- **WHAT IS REQUIRED**: Write the records below out in full, character for character, with no pictures.

*** RECORDS SUPPLIED Section Begins ***

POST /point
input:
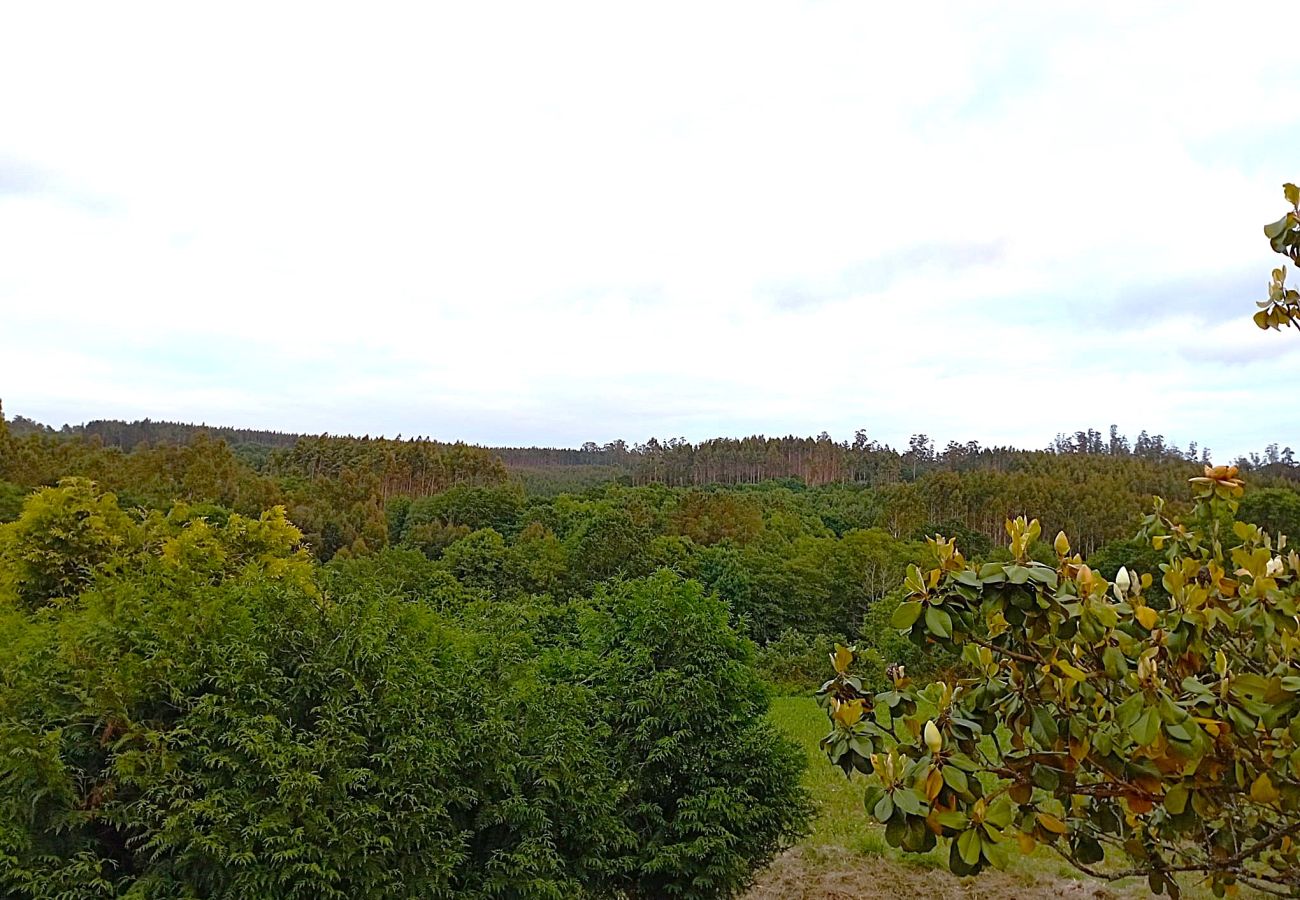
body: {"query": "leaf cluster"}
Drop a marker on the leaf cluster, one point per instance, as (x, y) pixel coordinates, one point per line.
(1158, 740)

*** RECORDS SUPPLIED Section Ends ***

- **RESPONSE TO THE EXERCISE**:
POST /point
input:
body: {"query": "leaf cluster"}
Drop a marker on the leaf cluster, one point per instance, as (x, y) pixel coordinates, one point per line.
(1158, 740)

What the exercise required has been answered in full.